Article

SEC issues final rule on climate disclosures

Requirements cover a range of climate-related risks, greenhouse gas emissions

Mar 12, 2024

Key takeaways

Parts of highly anticipated climate-disclosure requirements differ markedly from proposed rule 

Materiality, as previously defined by the Supreme Court, is the leading criteria for disclosures

Compliance may necessitate integrated climate-related risk management processes

#
ESG business resources Regulatory compliance
Financial reporting SEC matters Audit ESG

SEC final rule on climate disclosures: Overview and background

The U.S. Securities and Exchange Commission on March 6, 2024, adopted a final rule that will require climate-related disclosures in registrants’ annual reports and registration statements. The final rule, “The Enhancement and Standardization of Climate-Related Disclosures for Investors,” was adopted after a 3­ to 2 vote by the SEC commissioners and becomes effective 60 days after being published in the Federal Register.

The SEC’s action comes on the heels of similar regulatory steps in the European Union, legislative measures in California, and a flurry of standard-setting activity related to sustainability matters. The final rule introduces new disclosures of greenhouse gas (GHG) emissions; governance and oversight of material climate-related risks; impact of climate risks on the company’s strategy, business model and outlook; risk management processes for climate-related risks; and climate targets and goals. The requirements are subject to certain materiality thresholds, registrant applicability and an adoption phase-in timetable.

Changes from proposed rule

The final rule differs from the proposed rule issued almost two years prior—in applicability, breadth of required disclosures and adoption timelines. The changes were in response to the more than 24,000 comment letters received from various stakeholders. Key changes of the SEC’s climate rule as compared to the proposed rule include:

General

  • Introduces a materiality threshold for most of the required disclosures and provides guidance on how to consider materiality (see below).
  • Extends the safe harbor provisions to cover disclosures related to the registrant’s transition plan, scenario analysis, internal carbon pricing, and targets and goals. Safe-harbor provisions do not apply to historical information.

GHG emissions disclosures

  • Allows registrants to determine the organizational boundaries which may differ from those used for financial reporting purposes.

## Items stored from a collection
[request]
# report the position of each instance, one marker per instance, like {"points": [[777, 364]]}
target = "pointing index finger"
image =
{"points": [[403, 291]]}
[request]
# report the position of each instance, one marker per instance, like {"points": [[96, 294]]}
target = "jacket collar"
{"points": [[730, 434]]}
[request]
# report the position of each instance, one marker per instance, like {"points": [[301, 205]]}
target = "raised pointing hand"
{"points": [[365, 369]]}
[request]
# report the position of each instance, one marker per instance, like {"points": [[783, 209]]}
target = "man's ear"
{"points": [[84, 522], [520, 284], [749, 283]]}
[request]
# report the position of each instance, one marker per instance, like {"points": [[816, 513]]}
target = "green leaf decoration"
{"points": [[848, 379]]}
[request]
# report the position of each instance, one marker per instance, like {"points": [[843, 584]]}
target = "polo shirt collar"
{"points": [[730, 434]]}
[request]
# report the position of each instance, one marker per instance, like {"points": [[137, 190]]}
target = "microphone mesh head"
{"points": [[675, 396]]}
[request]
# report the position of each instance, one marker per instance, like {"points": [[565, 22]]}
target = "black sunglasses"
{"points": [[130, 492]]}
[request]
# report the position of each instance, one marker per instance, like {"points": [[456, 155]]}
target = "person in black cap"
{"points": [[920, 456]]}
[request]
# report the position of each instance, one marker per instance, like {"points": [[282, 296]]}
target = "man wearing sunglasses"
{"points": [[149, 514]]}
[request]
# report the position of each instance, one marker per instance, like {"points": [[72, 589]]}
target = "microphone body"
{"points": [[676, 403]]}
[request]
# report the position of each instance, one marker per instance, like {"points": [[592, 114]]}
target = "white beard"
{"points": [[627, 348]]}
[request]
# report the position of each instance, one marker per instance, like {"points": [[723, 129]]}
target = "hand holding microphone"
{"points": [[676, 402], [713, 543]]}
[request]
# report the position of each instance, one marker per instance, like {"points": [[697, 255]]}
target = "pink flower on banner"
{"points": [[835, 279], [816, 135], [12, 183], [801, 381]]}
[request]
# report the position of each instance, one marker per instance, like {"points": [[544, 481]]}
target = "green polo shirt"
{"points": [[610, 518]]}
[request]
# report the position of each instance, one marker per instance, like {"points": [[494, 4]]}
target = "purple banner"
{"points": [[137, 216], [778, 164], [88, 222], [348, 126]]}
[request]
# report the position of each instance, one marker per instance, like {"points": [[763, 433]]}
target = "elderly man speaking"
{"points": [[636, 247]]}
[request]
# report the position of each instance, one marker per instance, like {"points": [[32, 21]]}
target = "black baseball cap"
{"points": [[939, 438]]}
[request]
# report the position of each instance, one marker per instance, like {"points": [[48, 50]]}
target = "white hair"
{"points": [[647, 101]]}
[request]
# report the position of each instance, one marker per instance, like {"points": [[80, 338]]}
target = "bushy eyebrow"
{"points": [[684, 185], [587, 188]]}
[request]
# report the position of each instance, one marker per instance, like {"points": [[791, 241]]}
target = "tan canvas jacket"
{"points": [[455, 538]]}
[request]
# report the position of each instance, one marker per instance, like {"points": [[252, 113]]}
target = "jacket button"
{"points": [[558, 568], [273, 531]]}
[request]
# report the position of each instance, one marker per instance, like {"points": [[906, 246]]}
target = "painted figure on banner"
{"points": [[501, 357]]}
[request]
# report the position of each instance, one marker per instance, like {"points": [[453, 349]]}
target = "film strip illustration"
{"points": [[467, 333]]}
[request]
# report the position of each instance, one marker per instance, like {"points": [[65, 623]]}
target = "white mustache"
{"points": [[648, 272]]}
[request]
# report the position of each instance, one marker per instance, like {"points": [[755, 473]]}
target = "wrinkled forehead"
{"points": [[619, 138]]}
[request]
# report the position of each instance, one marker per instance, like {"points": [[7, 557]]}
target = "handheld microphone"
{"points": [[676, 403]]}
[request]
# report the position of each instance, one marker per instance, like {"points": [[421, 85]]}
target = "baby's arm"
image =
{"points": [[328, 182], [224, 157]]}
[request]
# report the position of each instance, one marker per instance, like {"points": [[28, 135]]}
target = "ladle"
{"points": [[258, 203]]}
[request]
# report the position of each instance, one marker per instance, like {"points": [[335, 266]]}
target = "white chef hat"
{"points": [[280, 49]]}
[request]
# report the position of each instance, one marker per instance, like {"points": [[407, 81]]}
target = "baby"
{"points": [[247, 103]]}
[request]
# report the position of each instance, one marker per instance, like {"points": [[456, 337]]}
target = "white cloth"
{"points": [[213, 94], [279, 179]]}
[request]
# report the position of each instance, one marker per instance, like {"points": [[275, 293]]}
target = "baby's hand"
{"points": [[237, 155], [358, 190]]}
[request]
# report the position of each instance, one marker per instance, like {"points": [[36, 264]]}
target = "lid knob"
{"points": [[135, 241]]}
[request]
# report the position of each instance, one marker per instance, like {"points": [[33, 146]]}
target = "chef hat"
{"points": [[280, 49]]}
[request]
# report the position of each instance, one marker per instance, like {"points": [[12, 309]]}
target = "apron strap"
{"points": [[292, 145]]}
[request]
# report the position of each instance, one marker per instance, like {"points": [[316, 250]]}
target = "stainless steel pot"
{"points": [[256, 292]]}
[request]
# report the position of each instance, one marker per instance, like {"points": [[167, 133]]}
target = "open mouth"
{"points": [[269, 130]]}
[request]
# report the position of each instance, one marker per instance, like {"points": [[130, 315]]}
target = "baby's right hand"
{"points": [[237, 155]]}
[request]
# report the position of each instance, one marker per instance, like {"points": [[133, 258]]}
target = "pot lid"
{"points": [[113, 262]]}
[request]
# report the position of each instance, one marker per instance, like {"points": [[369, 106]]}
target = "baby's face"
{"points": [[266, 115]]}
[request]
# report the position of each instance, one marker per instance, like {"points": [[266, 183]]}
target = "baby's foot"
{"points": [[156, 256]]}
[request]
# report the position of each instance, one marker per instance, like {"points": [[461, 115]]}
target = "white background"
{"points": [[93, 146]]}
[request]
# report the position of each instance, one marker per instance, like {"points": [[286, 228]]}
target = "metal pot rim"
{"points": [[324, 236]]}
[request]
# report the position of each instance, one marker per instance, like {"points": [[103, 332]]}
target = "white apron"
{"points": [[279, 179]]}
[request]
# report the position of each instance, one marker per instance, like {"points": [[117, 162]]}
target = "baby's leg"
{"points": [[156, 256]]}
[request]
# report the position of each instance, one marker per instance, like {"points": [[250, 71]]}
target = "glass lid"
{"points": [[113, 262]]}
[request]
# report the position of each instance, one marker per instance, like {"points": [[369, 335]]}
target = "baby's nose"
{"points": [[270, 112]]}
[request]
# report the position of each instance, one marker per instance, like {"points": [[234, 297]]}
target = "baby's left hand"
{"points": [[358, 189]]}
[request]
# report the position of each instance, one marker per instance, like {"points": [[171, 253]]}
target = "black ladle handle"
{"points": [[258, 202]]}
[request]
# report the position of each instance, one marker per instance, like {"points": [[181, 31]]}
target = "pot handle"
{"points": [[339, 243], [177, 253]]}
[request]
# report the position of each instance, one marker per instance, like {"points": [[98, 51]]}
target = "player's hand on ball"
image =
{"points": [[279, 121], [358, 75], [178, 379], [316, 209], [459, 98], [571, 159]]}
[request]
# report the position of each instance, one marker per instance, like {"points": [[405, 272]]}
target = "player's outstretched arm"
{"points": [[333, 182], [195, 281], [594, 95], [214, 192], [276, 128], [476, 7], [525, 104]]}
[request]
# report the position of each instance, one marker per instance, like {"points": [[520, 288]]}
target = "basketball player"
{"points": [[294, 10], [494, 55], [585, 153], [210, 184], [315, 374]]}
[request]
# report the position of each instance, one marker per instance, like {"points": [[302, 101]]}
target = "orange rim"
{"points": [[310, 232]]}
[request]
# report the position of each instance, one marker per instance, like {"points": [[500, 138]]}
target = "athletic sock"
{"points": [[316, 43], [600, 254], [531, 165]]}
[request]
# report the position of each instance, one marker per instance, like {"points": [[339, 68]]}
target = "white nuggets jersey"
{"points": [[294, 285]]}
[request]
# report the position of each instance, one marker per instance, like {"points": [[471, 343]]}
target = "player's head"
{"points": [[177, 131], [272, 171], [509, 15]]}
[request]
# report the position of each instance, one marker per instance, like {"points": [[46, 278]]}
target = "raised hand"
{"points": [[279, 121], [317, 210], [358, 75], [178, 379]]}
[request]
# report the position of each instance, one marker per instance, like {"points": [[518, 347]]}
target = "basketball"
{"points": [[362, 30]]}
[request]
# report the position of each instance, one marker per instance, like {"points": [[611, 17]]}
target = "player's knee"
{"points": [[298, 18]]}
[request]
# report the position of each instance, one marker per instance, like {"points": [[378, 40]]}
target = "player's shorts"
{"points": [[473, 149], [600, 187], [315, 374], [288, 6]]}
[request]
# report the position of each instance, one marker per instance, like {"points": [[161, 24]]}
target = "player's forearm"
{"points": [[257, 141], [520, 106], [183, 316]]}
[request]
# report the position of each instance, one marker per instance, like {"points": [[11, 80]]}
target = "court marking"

## What is asked
**1.** Reproduce, word for word, the passage of the SEC climate-disclosure article from "Changes from proposed" down to "financial reporting purposes.".
**2.** Collect every line of the listing that contains the string "player". The match is case-sensitive.

## Solved tasks
**1.**
Changes from proposed rule

The final rule differs from the proposed rule issued almost two years prior—in applicability, breadth of required disclosures and adoption timelines. The changes were in response to the more than 24,000 comment letters received from various stakeholders. Key changes of the SEC’s climate rule as compared to the proposed rule include:

General

  • Introduces a materiality threshold for most of the required disclosures and provides guidance on how to consider materiality (see below).
  • Extends the safe harbor provisions to cover disclosures related to the registrant’s transition plan, scenario analysis, internal carbon pricing, and targets and goals. Safe-harbor provisions do not apply to historical information.

GHG emissions disclosures

  • Allows registrants to determine the organizational boundaries which may differ from those used for financial reporting purposes.

**2.**
target = "player's hand on ball"
target = "player's outstretched arm"
target = "basketball player"
target = "player's head"
target = "player's knee"
target = "player's shorts"
target = "player's forearm"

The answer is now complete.